## SERIE DE EJERCICIOS
1. Responde estas preguntas con base en el fragmento sobre la educación en México:
(a) ¿Qué momentos o dimensiones del derecho se enumeran entre paréntesis en el primer párrafo?
(b) ¿En qué artículo constitucional está consagrada la educación como derecho fundamental?
(c) ¿Cuáles son las tres dimensiones que involucra la accesibilidad?
2. Por favor, escribe la continuación del fragmento sobre la educación en México a partir de su última oración.

Sin embargo, hacer efectivo el ejercicio pleno de este derecho sin distinción alguna, en todos sus momentos y/o dimensiones (reconocimiento, protección, garantía y exigibilidad), bajo el principio de igualdad, en un contexto nacional de desigualdades y sistema de privilegios, recursos económicos estatales limitados y prácticas discriminatorias institucionalizadas, plantea serios dilemas éticos y problemas de aplicación de criterios de gestión a los gobiernos. Todo esto y más, es motivo de una intensa y polémica discusión pública que tiene como punto de partida la normatividad vigente respecto a los derechos humanos (incluidos los compromisos internacionales) y las alarmantes evidencias sobre una realidad excluyente en la educación, pero también, y de manera significativa y decisiva, están de por medio las históricas luchas de poder entre los actores que intervienen en los procesos educativos (gobierno, sindicatos, sociedad civil, padres de familia, academia, entre otros agentes). Con todo, no se puede obviar ni negar que ahora el debate sobre la educación y la igualdad se inscribe en el marco de los derechos humanos, y que resulta muy importante la contribución del pensamiento y la perspectiva antidiscriminatoria en y desde las ciencias sociales.

En México, la educación es un derecho fundamental consagrado en el artículo tercero constitucional, del que se desprende la Ley General de Educación, que regula la educación que imparte el Estado (federación, entidades federativas y municipios), sus organismos descentralizados y los particulares con autorización o reconocimiento de validez oficial de estudios. En sintonía con organismos internacionales (UNESCO, OCDE, CEPAL y UNICEF, entre otros), el gobierno mexicano y sus instituciones del sector educativo coinciden en que la educación sea universal, inclusiva y de calidad (INEE, 2019).

Conforme a estándares internacionales, la educación que proporcione el Estado en todas sus formas y niveles debe ser asequible, accesible, aceptable y adaptable. Estos cuatro elementos constituyen los componentes esenciales del derecho a una educación inclusiva. Se entiende por asequibilidad la obligación del Estado de garantizar la disponibilidad de escuelas, docentes, programas de enseñanza y material educativo, entre otros recursos. La accesibilidad involucra tres dimensiones: no discriminación, accesibilidad física y accesibilidad económica, y supone que todas las personas, particularmente las que viven en condiciones de vulnerabilidad, puedan participar en el sistema educativo. Por su parte, la aceptabilidad refiere a la obligación de asegurar que los programas de estudio y los métodos pedagógicos se ajusten a las normas mínimas establecidas en materia de enseñanza, y que estos sean aceptables tanto para los NNA como para los padres. Por último, la adaptabilidad implica una educación flexible que responda a las necesidades de las comunidades y de los estudiantes en contextos culturales y sociales diversos para garantizar, entre otras cuestiones, la permanencia de los NNA en el sistema educativo (Tomasevski, 2004).

## DATOS PROPORCIONADOS
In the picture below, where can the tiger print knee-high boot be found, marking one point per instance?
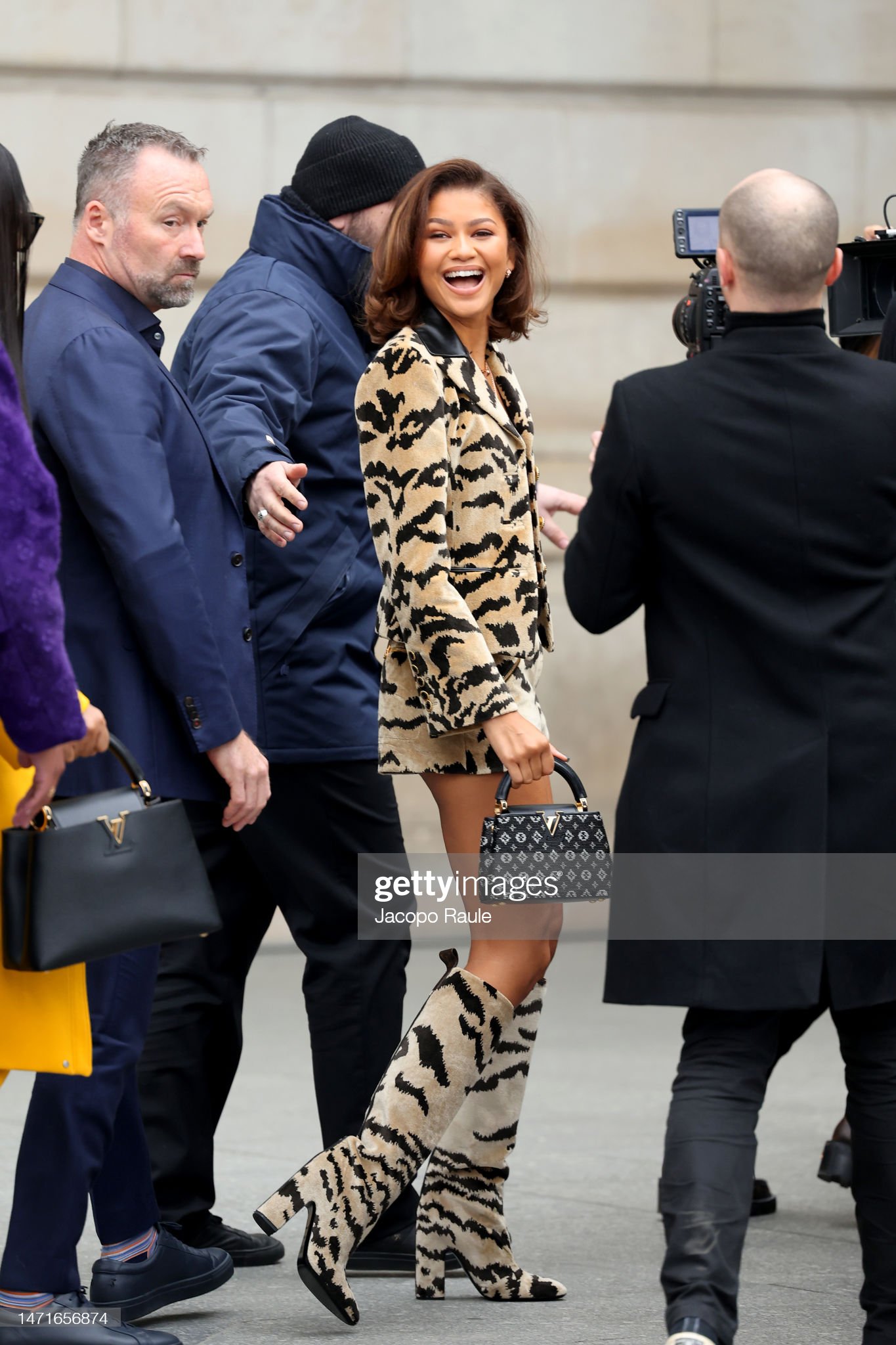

* * *

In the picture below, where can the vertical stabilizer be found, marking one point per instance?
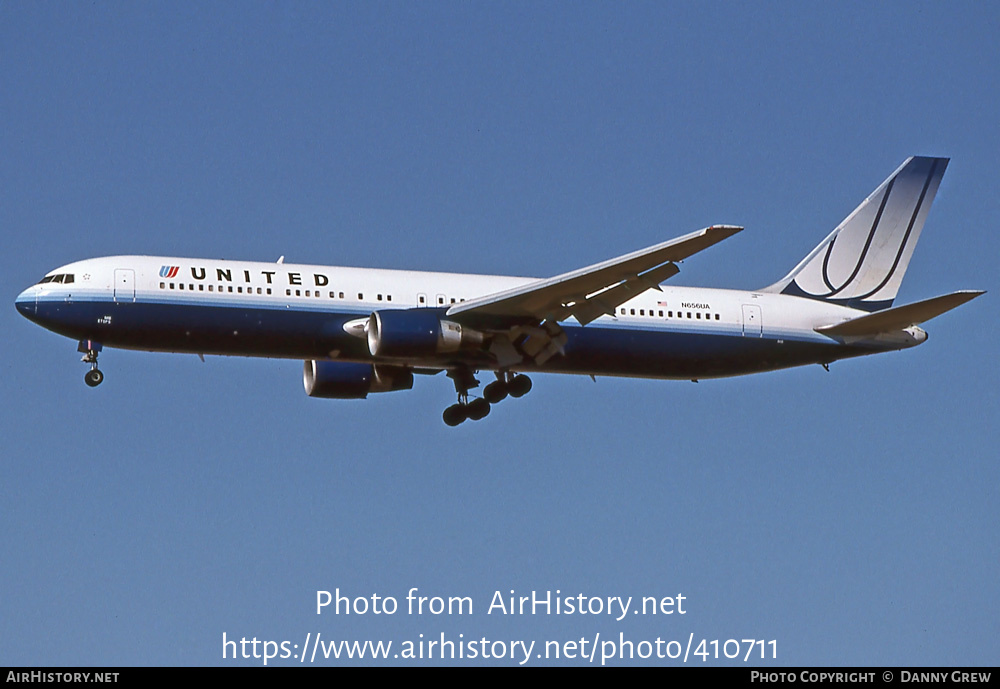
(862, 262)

## RESPUESTAS POR EJERCICIO
1.
(a) Reconocimiento, protección, garantía y exigibilidad.
(b) En el artículo tercero constitucional.
(c) No discriminación, accesibilidad física y accesibilidad económica.

2.
No obstante que el derecho a la educación está en la base de las obligaciones del Estado y “es crecientemente reconocido como el punto de partida y el fundamento último de las políticas educativas de los Estados,” la legislación mexicana no impone ninguna sanción a las autoridades que limiten o violen el derecho a la educación (Latapí, 2009: 256). Por otra parte, cabe advertir que, además del Estado, intervienen otros actores que también son responsables de satisfacer el derecho a la educación, lo que quiere decir que su realización depende de la confluencia de las políticas gubernamentales, en primer lugar, pero también de las acciones que emprende la sociedad en su conjunto (familias, fuerzas económicas, iglesias, organismos de la sociedad civil y medios de comunicación, entre otros).

Si bien queda claro en esta exposición que la educación no es una mercancía y el derecho a la educación no se limita a la prestación de un servicio público, lo cierto es que la educación oficial se ha valorado y legitimado como el camino más eficaz para lograr el desarrollo social, y en ella se depositan múltiples expectativas de cambio de la sociedad en sentido democrático. Se reconoce ampliamente, y con razón, que las escuelas son las únicas instituciones con capacidad y mandato para llegar a todas las personas de manera sistemática y directa, a la vez que representan el espacio fundamental de la socialización ciudadana y aprendizaje de lo común (González Luna, 2010).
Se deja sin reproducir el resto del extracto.